PROBLEMS TO WORK ON:
A - Quote the NGINX auth-request post, beginning at the words "https://nginx.org/en/docs/http/ngx_http_auth_request_module.html" and stopping after "to authenticated users.".
B - Continue the NGINX auth-request post from its last sentence.

NGINX "auth-request" feature?

There is a 2 year old closed question on this same topic that does not look to be resolved:

https://nginx.org/en/docs/http/ngx_http_auth_request_module.html

I am migrating from NGINX and I had a very simple setup to authenticate the static support pages I had via my existing Rails Devise authentication:

  location /support {

    auth_request /auth;
    auth_request_set $auth_status $upstream_status;
    error_page 403 https://$host;

  }

/auth from my site returns :ok if logged in. The static files are then only served to authenticated users.

Looking to do the same thing with Caddy.

There’s no built-in support for that in Caddy (yet). None of the maintainers have needed the feature and nobody has contributed it yet.

It’s possible that @greenpau’s auth plugins might support this, but I haven’t played around with them to know if it would support this exact usecase or not.

[Pointing dataset records]
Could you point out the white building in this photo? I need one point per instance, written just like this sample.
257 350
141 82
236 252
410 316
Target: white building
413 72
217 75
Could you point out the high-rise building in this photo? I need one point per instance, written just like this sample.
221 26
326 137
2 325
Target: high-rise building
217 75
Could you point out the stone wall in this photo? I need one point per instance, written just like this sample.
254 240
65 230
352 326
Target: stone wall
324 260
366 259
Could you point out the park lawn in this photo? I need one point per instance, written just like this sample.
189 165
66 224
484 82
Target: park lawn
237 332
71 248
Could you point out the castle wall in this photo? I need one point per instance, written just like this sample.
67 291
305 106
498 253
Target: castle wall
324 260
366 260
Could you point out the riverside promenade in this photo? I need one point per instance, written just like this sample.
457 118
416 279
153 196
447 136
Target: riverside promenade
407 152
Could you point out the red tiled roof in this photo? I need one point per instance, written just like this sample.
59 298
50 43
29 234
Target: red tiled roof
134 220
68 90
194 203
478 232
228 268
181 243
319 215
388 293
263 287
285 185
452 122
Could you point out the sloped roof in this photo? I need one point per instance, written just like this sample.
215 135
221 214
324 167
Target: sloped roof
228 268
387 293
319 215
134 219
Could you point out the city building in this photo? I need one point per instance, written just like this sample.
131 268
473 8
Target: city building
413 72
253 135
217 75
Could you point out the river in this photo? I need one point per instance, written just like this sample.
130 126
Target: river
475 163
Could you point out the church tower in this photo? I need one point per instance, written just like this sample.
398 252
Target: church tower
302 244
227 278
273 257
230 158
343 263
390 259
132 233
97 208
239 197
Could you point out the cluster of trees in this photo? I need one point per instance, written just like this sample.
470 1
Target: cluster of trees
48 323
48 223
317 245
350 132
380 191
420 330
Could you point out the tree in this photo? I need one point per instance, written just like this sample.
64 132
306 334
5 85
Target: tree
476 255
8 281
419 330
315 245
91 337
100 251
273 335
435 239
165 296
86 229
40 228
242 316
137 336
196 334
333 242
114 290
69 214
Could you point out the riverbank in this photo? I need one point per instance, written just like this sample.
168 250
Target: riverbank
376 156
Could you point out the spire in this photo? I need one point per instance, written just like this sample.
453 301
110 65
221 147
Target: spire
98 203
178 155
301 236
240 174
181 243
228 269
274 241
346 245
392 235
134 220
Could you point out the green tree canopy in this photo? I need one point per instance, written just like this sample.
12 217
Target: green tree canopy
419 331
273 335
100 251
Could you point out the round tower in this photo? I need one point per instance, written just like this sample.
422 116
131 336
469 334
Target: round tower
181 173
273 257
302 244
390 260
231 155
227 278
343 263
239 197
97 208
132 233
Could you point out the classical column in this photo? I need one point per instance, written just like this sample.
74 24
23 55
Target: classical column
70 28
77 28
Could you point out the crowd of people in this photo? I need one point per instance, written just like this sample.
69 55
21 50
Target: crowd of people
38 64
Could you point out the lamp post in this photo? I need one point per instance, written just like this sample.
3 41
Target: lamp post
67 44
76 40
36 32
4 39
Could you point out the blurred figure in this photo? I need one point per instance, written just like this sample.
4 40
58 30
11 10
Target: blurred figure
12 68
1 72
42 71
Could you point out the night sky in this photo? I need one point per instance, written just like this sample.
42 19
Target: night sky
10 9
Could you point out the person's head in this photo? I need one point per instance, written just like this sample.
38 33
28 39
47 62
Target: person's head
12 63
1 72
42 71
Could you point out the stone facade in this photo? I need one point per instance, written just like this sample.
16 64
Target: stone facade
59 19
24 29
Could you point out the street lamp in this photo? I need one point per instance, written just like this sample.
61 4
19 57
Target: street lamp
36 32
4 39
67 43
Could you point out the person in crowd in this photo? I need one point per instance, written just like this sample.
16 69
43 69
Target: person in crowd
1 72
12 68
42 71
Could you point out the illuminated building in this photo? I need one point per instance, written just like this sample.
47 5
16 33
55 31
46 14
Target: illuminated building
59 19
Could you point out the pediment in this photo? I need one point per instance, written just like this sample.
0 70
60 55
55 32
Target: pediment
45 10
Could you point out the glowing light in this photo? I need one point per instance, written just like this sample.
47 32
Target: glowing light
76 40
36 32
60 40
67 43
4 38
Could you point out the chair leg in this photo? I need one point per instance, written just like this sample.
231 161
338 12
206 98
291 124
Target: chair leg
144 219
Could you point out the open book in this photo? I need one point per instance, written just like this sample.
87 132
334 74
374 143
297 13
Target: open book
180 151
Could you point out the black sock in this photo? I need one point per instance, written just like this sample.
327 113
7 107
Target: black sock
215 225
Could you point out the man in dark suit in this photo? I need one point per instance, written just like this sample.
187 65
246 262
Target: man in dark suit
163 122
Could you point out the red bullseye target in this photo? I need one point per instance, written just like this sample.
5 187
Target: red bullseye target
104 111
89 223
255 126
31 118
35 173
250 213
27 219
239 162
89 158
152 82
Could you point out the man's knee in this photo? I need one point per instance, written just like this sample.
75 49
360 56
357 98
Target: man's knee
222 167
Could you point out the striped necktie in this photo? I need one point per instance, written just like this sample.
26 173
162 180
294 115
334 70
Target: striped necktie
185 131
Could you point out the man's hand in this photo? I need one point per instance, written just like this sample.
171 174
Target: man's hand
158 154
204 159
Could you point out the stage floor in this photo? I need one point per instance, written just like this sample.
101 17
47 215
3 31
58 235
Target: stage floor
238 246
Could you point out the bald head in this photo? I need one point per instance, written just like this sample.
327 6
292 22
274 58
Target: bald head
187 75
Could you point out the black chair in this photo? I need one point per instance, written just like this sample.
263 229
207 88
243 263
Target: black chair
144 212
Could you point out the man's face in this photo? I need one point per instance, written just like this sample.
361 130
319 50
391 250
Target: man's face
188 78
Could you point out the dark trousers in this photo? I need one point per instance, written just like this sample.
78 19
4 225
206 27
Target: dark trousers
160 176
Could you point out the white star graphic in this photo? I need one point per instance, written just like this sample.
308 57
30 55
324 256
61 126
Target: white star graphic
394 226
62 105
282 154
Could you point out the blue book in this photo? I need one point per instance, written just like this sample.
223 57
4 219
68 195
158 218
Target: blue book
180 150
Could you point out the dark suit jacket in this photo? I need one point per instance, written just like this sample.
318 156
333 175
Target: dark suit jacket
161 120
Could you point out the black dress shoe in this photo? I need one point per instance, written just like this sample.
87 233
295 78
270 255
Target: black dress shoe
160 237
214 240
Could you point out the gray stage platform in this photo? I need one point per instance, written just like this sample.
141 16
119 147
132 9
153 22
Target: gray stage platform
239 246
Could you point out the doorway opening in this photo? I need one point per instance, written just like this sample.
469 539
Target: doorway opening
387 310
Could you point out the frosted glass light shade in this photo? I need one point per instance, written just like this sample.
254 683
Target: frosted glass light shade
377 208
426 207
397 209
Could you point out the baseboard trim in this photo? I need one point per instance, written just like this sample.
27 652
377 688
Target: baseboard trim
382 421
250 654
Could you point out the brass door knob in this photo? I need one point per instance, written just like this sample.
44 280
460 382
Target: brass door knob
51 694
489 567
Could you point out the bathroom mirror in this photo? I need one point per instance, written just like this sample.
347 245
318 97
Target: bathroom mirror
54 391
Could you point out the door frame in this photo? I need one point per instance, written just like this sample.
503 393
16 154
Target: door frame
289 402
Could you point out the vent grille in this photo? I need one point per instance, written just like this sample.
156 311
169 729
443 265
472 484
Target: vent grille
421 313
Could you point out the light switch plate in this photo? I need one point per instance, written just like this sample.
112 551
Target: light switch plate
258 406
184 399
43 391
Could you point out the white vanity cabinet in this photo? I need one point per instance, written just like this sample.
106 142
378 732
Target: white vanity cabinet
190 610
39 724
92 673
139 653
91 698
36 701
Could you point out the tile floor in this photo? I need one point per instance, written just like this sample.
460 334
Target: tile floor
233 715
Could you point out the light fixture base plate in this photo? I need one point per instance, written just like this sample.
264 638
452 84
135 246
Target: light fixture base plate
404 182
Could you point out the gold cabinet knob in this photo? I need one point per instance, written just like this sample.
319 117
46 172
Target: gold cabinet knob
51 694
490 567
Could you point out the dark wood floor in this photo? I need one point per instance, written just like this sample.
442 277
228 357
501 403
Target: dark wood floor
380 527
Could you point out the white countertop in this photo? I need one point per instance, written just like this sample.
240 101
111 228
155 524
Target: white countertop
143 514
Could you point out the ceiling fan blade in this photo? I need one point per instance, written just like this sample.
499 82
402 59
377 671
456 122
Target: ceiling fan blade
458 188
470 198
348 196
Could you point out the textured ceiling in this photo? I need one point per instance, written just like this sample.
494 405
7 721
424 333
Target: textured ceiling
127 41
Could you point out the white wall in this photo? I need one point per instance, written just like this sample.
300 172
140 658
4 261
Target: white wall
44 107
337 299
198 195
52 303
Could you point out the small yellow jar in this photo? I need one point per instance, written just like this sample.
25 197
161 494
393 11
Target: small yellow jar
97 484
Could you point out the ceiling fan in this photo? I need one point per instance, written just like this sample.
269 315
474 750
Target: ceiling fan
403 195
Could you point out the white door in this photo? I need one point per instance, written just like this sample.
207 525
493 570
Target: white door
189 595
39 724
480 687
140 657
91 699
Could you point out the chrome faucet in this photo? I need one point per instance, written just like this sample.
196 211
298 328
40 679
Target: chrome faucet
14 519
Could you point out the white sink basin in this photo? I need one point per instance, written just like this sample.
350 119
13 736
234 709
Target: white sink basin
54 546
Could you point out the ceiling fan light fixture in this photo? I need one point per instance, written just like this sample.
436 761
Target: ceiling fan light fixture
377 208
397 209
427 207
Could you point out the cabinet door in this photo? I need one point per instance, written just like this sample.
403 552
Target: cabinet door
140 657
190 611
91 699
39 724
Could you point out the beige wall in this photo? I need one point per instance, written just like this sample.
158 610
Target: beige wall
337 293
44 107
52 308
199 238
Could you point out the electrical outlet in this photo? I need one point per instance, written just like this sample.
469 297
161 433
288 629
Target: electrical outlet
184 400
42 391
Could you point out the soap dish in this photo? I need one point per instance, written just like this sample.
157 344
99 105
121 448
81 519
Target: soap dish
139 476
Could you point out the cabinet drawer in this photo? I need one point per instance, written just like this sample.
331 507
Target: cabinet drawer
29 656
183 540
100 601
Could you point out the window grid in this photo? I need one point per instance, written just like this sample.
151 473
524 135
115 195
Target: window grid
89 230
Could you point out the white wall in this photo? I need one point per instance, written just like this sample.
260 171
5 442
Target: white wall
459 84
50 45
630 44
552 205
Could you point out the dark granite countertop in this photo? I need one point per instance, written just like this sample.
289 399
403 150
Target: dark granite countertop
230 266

ANSWERS GIVEN:
A -
https://nginx.org/en/docs/http/ngx_http_auth_request_module.html

I am migrating from NGINX and I had a very simple setup to authenticate the static support pages I had via my existing Rails Devise authentication:

  location /support {

    auth_request /auth;
    auth_request_set $auth_status $upstream_status;
    error_page 403 https://$host;

  }

/auth from my site returns :ok if logged in. The static files are then only served to authenticated users.

B -
Hmmm… it might - here is the example:

{
  security {
    authorization policy mypolicy {
      set auth url https://auth.myfiosgateway.com/
      crypto key verify {env.JWT_SECRET}
      allow roles authp/admin authp/user
    }
  }
}

www.myfiosgateway.com {
  authorize with mypolicy
  root * {env.HOME}/public_html
  file_server
}

Is it as simple as this (for my case):

{
  security {
    authorization policy mypolicy {
      set auth url https://myfiosgateway.com/auth
      allow roles authp/user
    }
  }
}

www.myfiosgateway.com {
  authorize with mypolicy
  root * {env.HOME}/support
  file_server
}

I wonder if reverse_proxy with handle_response could be used to wrangle a solution…

@matt Unfortunately not because the original request body can’t be reused for the new attempt in handle_response.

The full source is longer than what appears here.